--- begin Records shown ---

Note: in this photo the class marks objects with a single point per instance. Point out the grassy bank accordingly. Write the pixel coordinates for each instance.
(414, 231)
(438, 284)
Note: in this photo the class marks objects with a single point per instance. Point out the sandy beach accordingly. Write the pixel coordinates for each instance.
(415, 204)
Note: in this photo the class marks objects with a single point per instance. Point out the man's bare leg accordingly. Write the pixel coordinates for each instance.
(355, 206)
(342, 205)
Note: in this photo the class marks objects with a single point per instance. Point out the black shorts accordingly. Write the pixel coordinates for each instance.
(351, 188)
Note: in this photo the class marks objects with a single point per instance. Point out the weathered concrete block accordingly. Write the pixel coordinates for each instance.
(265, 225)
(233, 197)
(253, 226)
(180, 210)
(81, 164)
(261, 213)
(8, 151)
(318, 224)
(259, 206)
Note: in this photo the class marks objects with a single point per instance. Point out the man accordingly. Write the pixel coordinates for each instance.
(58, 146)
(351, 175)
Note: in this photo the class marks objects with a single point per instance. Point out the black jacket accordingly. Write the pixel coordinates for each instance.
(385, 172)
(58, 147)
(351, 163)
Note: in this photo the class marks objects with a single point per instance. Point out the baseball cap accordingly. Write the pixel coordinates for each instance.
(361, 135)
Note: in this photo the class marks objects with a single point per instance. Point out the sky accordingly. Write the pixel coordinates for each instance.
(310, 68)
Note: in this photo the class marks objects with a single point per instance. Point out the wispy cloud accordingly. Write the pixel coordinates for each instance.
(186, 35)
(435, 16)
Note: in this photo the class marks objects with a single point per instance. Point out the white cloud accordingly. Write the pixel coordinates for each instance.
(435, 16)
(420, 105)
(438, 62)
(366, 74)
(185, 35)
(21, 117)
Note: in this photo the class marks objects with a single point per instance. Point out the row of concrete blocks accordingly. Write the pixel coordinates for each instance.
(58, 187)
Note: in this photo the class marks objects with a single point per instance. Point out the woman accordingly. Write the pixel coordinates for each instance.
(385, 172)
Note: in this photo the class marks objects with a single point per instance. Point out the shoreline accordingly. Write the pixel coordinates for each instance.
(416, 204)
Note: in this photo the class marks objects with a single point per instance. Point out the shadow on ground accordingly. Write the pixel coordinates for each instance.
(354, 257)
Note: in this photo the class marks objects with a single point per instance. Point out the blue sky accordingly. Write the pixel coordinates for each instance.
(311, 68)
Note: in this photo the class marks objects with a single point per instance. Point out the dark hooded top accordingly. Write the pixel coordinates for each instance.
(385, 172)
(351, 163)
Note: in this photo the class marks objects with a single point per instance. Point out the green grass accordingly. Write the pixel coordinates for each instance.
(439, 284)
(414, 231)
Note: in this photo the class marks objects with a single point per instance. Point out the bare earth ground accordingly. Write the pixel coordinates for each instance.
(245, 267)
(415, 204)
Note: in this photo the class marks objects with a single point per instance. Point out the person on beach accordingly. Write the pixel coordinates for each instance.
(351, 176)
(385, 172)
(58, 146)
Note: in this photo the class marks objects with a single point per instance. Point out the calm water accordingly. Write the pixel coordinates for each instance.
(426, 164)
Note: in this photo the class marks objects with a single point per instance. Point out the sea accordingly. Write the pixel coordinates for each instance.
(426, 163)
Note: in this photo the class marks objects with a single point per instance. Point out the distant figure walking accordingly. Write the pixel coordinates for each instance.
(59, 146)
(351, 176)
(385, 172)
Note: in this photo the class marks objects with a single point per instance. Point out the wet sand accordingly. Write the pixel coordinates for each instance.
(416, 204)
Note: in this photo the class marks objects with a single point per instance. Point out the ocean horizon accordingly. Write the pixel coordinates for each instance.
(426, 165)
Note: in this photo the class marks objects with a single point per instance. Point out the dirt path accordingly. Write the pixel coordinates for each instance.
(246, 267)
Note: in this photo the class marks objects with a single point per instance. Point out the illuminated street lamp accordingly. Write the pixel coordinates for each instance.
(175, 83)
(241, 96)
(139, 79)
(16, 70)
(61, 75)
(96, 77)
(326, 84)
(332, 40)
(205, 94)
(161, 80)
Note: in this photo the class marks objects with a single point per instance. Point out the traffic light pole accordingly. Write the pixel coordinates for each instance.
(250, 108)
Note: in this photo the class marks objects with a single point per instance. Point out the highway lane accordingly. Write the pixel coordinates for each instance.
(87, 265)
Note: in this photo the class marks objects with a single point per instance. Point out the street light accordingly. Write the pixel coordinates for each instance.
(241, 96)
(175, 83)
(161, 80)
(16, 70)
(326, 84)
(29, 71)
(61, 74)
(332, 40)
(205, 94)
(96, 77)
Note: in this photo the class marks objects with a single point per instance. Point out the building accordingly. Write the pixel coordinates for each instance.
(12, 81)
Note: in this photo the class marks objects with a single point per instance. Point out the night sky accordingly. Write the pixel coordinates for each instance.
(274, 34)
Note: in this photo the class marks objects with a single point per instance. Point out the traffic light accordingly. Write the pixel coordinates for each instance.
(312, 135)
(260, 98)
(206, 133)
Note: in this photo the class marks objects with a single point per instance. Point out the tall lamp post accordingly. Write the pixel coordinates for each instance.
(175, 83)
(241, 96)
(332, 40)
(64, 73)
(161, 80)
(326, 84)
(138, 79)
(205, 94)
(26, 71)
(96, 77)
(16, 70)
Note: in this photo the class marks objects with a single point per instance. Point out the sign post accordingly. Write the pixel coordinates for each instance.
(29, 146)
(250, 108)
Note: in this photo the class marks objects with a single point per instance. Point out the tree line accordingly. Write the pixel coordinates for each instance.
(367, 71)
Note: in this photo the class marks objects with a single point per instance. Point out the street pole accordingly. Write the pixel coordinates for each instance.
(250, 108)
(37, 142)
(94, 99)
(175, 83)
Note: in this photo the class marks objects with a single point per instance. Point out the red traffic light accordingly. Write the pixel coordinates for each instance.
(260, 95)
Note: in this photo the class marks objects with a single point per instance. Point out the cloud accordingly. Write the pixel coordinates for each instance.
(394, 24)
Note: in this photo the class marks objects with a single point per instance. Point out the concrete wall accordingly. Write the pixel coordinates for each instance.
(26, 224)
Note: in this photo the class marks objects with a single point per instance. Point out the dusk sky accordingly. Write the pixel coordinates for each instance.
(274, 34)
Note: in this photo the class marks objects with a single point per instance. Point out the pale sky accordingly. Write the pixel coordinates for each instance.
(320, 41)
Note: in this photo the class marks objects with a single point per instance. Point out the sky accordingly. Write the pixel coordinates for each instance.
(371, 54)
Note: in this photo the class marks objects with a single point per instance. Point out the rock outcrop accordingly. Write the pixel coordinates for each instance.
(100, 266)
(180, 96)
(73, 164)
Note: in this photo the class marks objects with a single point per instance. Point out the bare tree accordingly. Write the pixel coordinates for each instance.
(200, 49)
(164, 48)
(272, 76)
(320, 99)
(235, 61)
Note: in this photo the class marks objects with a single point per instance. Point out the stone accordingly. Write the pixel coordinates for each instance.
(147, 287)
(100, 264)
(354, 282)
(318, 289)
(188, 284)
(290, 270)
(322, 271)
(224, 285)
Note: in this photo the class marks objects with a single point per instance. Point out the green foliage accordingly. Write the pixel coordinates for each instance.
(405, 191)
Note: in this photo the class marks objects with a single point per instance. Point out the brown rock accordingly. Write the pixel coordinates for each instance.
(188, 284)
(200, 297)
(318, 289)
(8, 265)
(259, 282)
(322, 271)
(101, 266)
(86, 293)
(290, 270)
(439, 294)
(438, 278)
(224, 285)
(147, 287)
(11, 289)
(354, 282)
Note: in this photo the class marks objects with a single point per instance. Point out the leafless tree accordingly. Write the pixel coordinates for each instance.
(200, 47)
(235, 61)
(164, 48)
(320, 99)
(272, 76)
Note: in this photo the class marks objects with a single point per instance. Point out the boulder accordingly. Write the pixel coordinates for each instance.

--- end Records shown ---

**Task directions:** Each line of the material should be echoed exactly.

**Exercise solution:**
Note: in this photo the class marks objects with a single point per instance. Point out the grassy bank accordingly. Write the pixel coordinates for each instance.
(414, 231)
(438, 284)
Note: in this photo the class marks objects with a single point per instance. Point out the sandy beach accordingly. Write the pixel coordinates for each instance.
(415, 204)
Note: in this photo the class marks objects with a single point per instance. Point out the man's bare leg accordingly. Write the pixel coordinates for each instance.
(355, 206)
(342, 205)
Note: in this photo the class marks objects with a single point per instance. Point out the black shorts accordingly. Write the pixel coordinates for each instance.
(351, 188)
Note: in this photo the class marks objects with a single point per instance. Point out the weathered concrete block accordingly. Write the pixel coordinates for each instance.
(265, 225)
(233, 197)
(253, 226)
(180, 210)
(81, 164)
(261, 213)
(8, 151)
(318, 224)
(259, 206)
Note: in this photo the class marks objects with a single point per instance. Point out the man accordingly. Write the pixel coordinates for each instance.
(58, 146)
(351, 175)
Note: in this photo the class marks objects with a single point per instance. Point out the black jacket accordingly. Write the pixel coordinates for each instance.
(385, 172)
(58, 147)
(351, 163)
Note: in this photo the class marks objects with a single point per instance. Point out the baseball cap accordingly. Write the pixel coordinates for each instance.
(361, 135)
Note: in this photo the class marks objects with a single point per instance. Point out the sky accordingly. Write the pixel coordinates for each instance.
(310, 68)
Note: in this photo the class marks objects with a single point per instance. Point out the wispy cloud accordingly. Write the pixel coordinates for each instance.
(186, 35)
(435, 16)
Note: in this photo the class marks objects with a single point per instance. Point out the white cloud accordingly. Write the pixel coordinates for each instance.
(435, 16)
(420, 105)
(438, 62)
(366, 74)
(185, 35)
(21, 117)
Note: in this photo the class marks objects with a single point per instance. Point out the row of concrete blocks accordingly. Write the pixel coordinates for each instance.
(58, 187)
Note: in this photo the class marks objects with a single point per instance. Point out the woman accordingly. Write the pixel coordinates for each instance.
(385, 172)
Note: in this photo the class marks objects with a single point per instance. Point out the shoreline accordingly. Write the pixel coordinates for each instance.
(416, 204)
Note: in this photo the class marks objects with a single point per instance. Point out the shadow on ground accordingly. Write the pixel coordinates for each instance.
(354, 257)
Note: in this photo the class marks objects with a single point per instance. Point out the blue sky accordingly. Write the pixel coordinates for each instance.
(311, 68)
Note: in this photo the class marks objects with a single point per instance. Point out the dark hooded top accordingly. Write the pixel coordinates for each instance.
(385, 172)
(351, 163)
Note: in this photo the class marks objects with a single point per instance. Point out the green grass accordingly. Write the pixel coordinates for each instance.
(439, 284)
(414, 231)
Note: in this photo the class marks objects with a single point per instance. Point out the bare earth ground accordingly. Write the pixel coordinates for each instance.
(245, 267)
(415, 204)
Note: in this photo the class marks objects with a single point per instance. Point out the person on beach accordingly. Write the pixel coordinates for each instance.
(351, 176)
(385, 172)
(58, 146)
Note: in this photo the class marks objects with a single point per instance. Point out the calm water accordingly. Write the pixel coordinates for each instance.
(426, 164)
Note: in this photo the class marks objects with a single point per instance. Point out the sea accordingly. Write the pixel coordinates for each instance.
(426, 163)
Note: in this photo the class marks objects with a single point per instance. Point out the distant figure walking accordingly. Write the pixel coordinates for each instance.
(59, 146)
(351, 176)
(385, 172)
Note: in this photo the class marks objects with a single point per instance. Point out the wet sand accordingly. Write the pixel coordinates for each instance.
(416, 204)
Note: in this photo the class marks objects with a single point per instance. Point out the ocean horizon accordingly. Write the pixel coordinates for each instance.
(426, 165)
Note: in this photo the class marks objects with a single point per instance. Point out the dirt path accordingly. Write the pixel coordinates for each instance.
(246, 267)
Note: in this photo the class marks objects with a single point per instance. Point out the illuminated street lamp accordingly. Write the pixel coordinates for each instance.
(175, 83)
(241, 96)
(139, 79)
(16, 70)
(61, 75)
(96, 77)
(326, 84)
(332, 40)
(205, 94)
(161, 80)
Note: in this photo the class marks objects with a single point per instance. Point out the traffic light pole accordingly. Write the pixel coordinates for each instance.
(250, 108)
Note: in this photo the class marks objects with a single point per instance. Point out the highway lane accordingly. Write the pixel coordinates for each instance.
(87, 265)
Note: in this photo the class marks objects with a single point per instance. Point out the street light accordingly. Write the pixel coordinates for each instance.
(241, 96)
(175, 83)
(161, 80)
(16, 70)
(326, 84)
(29, 71)
(61, 74)
(332, 40)
(205, 94)
(96, 77)
Note: in this photo the class marks objects with a single point per instance. Point out the building accordingly. Write the pixel coordinates for each instance.
(12, 81)
Note: in this photo the class marks objects with a single point per instance. Point out the night sky accordingly. Write the pixel coordinates for each instance.
(274, 34)
Note: in this photo the class marks objects with a single point per instance. Point out the traffic light accordingly. Write the pixel coordinates for each instance.
(312, 135)
(260, 98)
(206, 133)
Note: in this photo the class marks objects with a single point per instance. Point out the tall lamp post accordingly. Write the pixel coordinates for each instance.
(175, 83)
(241, 96)
(332, 40)
(64, 73)
(161, 80)
(326, 84)
(138, 79)
(205, 94)
(26, 71)
(96, 77)
(16, 70)
Note: in this photo the class marks objects with a single point per instance. Point out the sign post accordingly. Write the pixel coordinates for each instance.
(29, 146)
(250, 108)
Note: in this photo the class marks objects with a single point per instance. Point out the tree line accordingly. Write the pixel coordinates for each instance.
(367, 71)
Note: in this photo the class marks objects with a single point per instance. Point out the street pole accordingly. Write the pixel coordinates for each instance.
(250, 108)
(37, 142)
(94, 99)
(175, 83)
Note: in this photo the class marks objects with a single point per instance. Point out the red traffic light accordingly. Write the pixel coordinates for each instance.
(260, 95)
Note: in this photo the class marks objects with a single point per instance. Point out the cloud accordingly. Write the pixel coordinates for each instance.
(394, 24)
Note: in this photo the class marks objects with a single point per instance. Point out the concrete wall accordingly. Write the pixel coordinates for each instance.
(26, 224)
Note: in this photo the class marks objects with a single point per instance. Point out the dusk sky accordingly. Write the pixel coordinates for each instance.
(274, 34)
Note: in this photo the class marks objects with a single point per instance. Point out the pale sky accordingly. Write the pixel coordinates for each instance.
(320, 41)
Note: in this photo the class marks objects with a single point per instance. Point out the sky accordingly. Write the pixel coordinates for each instance.
(371, 54)
Note: in this photo the class marks objects with a single point per instance. Point out the rock outcrop accordingly. Write the pixel coordinates for each instance.
(100, 266)
(180, 96)
(73, 164)
Note: in this photo the class marks objects with a single point per instance. Point out the bare tree accordingly. Write the pixel coordinates for each instance.
(200, 49)
(164, 48)
(272, 76)
(320, 99)
(235, 61)
Note: in this photo the class marks objects with a single point per instance. Point out the stone accordingly. Write the pixel coordinates for each instance.
(147, 287)
(100, 264)
(354, 282)
(318, 289)
(188, 284)
(290, 270)
(322, 271)
(224, 285)
Note: in this photo the class marks objects with a single point per instance. Point out the green foliage accordingly. Write the pixel coordinates for each instance.
(405, 191)
Note: in this photo the class marks objects with a single point per instance. Point out the brown rock accordingly. Write the pixel coordinates for each instance.
(188, 284)
(200, 297)
(318, 289)
(8, 265)
(259, 282)
(322, 271)
(101, 266)
(86, 293)
(290, 270)
(439, 294)
(438, 278)
(224, 285)
(147, 287)
(11, 289)
(354, 282)
Note: in this photo the class marks objects with a single point per instance. Point out the leafless tree accordingly. Write the pixel coordinates for each instance.
(200, 47)
(235, 61)
(164, 48)
(320, 99)
(272, 76)
Note: in this photo the class marks objects with a single point per instance. Point out the boulder accordingly. Write the pixel coordinates for each instance.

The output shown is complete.